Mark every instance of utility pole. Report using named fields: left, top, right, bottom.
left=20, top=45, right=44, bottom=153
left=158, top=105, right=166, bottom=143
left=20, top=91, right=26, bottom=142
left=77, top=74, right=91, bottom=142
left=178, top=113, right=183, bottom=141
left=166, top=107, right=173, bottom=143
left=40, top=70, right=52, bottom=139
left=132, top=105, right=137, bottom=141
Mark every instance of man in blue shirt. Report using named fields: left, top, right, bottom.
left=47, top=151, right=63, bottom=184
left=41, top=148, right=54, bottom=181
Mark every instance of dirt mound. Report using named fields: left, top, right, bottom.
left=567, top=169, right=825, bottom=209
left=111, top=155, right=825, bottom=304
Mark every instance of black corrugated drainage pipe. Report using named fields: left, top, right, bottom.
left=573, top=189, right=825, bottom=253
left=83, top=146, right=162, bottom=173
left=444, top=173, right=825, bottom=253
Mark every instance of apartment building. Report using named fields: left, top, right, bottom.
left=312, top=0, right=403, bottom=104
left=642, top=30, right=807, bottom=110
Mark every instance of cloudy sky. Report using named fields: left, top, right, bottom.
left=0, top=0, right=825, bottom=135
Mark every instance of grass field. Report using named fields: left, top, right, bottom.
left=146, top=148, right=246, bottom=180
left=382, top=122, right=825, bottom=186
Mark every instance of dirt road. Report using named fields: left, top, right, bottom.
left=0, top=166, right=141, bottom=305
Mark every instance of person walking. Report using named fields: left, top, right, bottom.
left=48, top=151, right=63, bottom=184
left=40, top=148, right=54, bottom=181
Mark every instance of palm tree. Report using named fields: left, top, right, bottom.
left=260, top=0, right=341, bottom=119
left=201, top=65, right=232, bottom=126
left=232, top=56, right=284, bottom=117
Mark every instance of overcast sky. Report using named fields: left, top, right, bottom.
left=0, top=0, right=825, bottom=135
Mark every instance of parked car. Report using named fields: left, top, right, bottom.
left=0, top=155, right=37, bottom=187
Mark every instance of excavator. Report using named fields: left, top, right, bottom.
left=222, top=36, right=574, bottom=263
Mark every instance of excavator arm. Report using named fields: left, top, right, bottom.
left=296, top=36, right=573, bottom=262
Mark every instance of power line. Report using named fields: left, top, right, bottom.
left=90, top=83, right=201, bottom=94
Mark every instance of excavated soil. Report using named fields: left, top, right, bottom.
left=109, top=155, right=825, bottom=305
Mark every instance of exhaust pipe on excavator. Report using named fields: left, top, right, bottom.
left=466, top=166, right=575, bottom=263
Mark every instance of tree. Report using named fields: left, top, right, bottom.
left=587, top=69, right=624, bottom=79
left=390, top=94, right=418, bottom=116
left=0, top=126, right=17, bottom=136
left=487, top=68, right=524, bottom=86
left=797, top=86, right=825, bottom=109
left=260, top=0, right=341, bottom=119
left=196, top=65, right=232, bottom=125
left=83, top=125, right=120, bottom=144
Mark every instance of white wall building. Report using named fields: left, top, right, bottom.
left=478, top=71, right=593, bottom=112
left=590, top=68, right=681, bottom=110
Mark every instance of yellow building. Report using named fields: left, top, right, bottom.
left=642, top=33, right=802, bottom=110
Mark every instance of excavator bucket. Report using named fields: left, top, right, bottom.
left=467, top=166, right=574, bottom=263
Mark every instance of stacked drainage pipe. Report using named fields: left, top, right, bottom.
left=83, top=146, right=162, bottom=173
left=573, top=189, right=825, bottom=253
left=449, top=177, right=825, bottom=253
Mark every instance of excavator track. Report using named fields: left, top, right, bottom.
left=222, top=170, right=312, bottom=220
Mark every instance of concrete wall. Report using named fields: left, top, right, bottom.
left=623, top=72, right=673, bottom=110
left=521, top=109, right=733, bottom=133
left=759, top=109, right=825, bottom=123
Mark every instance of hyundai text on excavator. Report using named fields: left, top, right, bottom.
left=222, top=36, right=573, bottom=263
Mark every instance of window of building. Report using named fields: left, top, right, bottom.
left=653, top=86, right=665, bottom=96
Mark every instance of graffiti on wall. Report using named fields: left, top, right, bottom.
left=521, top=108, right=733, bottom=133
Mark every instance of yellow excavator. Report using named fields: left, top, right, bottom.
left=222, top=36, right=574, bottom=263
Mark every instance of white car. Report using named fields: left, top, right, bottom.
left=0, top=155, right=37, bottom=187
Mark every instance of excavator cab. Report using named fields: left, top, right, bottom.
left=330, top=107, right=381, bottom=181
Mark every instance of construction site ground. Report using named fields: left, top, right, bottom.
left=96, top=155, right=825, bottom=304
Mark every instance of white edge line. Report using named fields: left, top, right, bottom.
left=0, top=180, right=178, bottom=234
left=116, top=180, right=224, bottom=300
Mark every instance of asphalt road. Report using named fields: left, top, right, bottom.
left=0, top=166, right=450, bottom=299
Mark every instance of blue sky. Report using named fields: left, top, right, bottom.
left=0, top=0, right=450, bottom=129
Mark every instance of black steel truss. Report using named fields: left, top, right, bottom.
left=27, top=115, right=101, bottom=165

• • • •

Short problem: Reproduce all of the records above verbatim, without altering any character.

Response to the task:
Mark every instance of utility pole. Report using named fields: left, top, right, bottom.
left=20, top=45, right=44, bottom=153
left=158, top=105, right=166, bottom=143
left=20, top=91, right=26, bottom=142
left=77, top=74, right=91, bottom=142
left=178, top=113, right=183, bottom=141
left=166, top=107, right=173, bottom=143
left=40, top=70, right=52, bottom=139
left=132, top=105, right=137, bottom=141
Mark every instance of man in blue shirt. Report using named fields: left, top, right, bottom.
left=47, top=151, right=63, bottom=184
left=41, top=148, right=54, bottom=181
Mark every instance of dirt mound. Report using named fields: left, top, right, bottom.
left=567, top=169, right=825, bottom=209
left=111, top=155, right=825, bottom=304
Mark every instance of black corrugated drainage pipe. Report using named fields: left, top, right, bottom.
left=573, top=189, right=825, bottom=253
left=83, top=146, right=162, bottom=173
left=444, top=173, right=825, bottom=253
Mark every instance of apartment building. Report using named fields: left, top, right, bottom.
left=312, top=0, right=403, bottom=104
left=642, top=30, right=807, bottom=110
Mark every instance of cloudy sky. Report using named fields: left, top, right, bottom.
left=0, top=0, right=825, bottom=135
Mark every instance of grass field. Report using named fields: left, top, right, bottom.
left=146, top=148, right=246, bottom=180
left=382, top=122, right=825, bottom=186
Mark every instance of dirt road. Report using named fields: left, top, right, bottom.
left=0, top=166, right=141, bottom=305
Mark every instance of person walking. Report using named fields: left, top, right, bottom.
left=48, top=151, right=63, bottom=184
left=40, top=148, right=54, bottom=181
Mark every instance of palm tree. Report using named fields: left, top, right, bottom.
left=260, top=0, right=341, bottom=119
left=201, top=65, right=232, bottom=126
left=232, top=56, right=284, bottom=117
Mark every instance of overcast sky. Report using named fields: left, top, right, bottom.
left=0, top=0, right=825, bottom=135
Mark every instance of parked car. Report using named fields: left, top, right, bottom.
left=0, top=155, right=37, bottom=187
Mark every instance of excavator. Report using named fields: left, top, right, bottom.
left=222, top=36, right=574, bottom=263
Mark every instance of excavator arm. Report using named fields: left, top, right, bottom.
left=296, top=36, right=573, bottom=262
Mark every instance of power line. Report using named fields: left, top, right, bottom.
left=90, top=83, right=201, bottom=94
Mark every instance of excavated soil. Report using named fields: left, top, right, bottom.
left=109, top=155, right=825, bottom=305
Mark every instance of exhaust pipe on excavator. Report using named fields: left, top, right, bottom.
left=466, top=166, right=575, bottom=263
Mark every instance of tree. Report using named fields: left, top, right, bottom.
left=587, top=69, right=624, bottom=79
left=390, top=94, right=418, bottom=116
left=0, top=126, right=17, bottom=136
left=487, top=68, right=524, bottom=86
left=797, top=86, right=825, bottom=109
left=260, top=0, right=341, bottom=119
left=196, top=65, right=232, bottom=125
left=83, top=125, right=120, bottom=144
Mark every instance of white wall building. Report using named fields: left, top, right, bottom.
left=478, top=71, right=593, bottom=112
left=590, top=68, right=681, bottom=110
Mark every instance of yellow building. Report using named fields: left, top, right, bottom.
left=642, top=33, right=802, bottom=110
Mark every instance of excavator bucket. Report using named fields: left, top, right, bottom.
left=467, top=166, right=574, bottom=263
Mark every instance of stacked drainage pipe. Report using named fields: left, top, right, bottom.
left=83, top=146, right=162, bottom=173
left=573, top=189, right=825, bottom=253
left=449, top=177, right=825, bottom=253
Mark every instance of excavator track. Report using named fields: left, top, right, bottom.
left=222, top=170, right=312, bottom=220
Mark every instance of concrete wall. Report using named fields: left, top, right, bottom.
left=623, top=72, right=673, bottom=110
left=521, top=109, right=733, bottom=133
left=759, top=109, right=825, bottom=123
Mark every instance of hyundai text on excavator. Report using named fields: left, top, right, bottom.
left=222, top=36, right=573, bottom=263
Mark every instance of window of building. Report using named fields: left, top, right, bottom.
left=653, top=86, right=665, bottom=96
Mark every instance of graffiti on wall. Report using named fields: left, top, right, bottom.
left=521, top=108, right=733, bottom=133
Mark every instance of yellow excavator. Report using named fields: left, top, right, bottom.
left=222, top=36, right=574, bottom=263
Mark every instance of white car. Report using named fields: left, top, right, bottom.
left=0, top=155, right=37, bottom=187
Mark every instance of excavator cab. Report using named fields: left, top, right, bottom.
left=330, top=107, right=381, bottom=181
Mark every instance of construction site ground. Report using named fields: left, top, right, bottom.
left=96, top=155, right=825, bottom=304
Mark every instance of white edge line. Report using named fields: left, top, right, bottom.
left=0, top=180, right=178, bottom=234
left=116, top=180, right=224, bottom=300
Mark every instance of asphalt road. Report using named fields: left, top, right, bottom.
left=0, top=166, right=450, bottom=299
Mark every instance of blue sky. Report using named fields: left, top, right, bottom.
left=0, top=0, right=450, bottom=129
Mark every instance of black steel truss. Report using named fields: left, top, right, bottom.
left=27, top=115, right=101, bottom=165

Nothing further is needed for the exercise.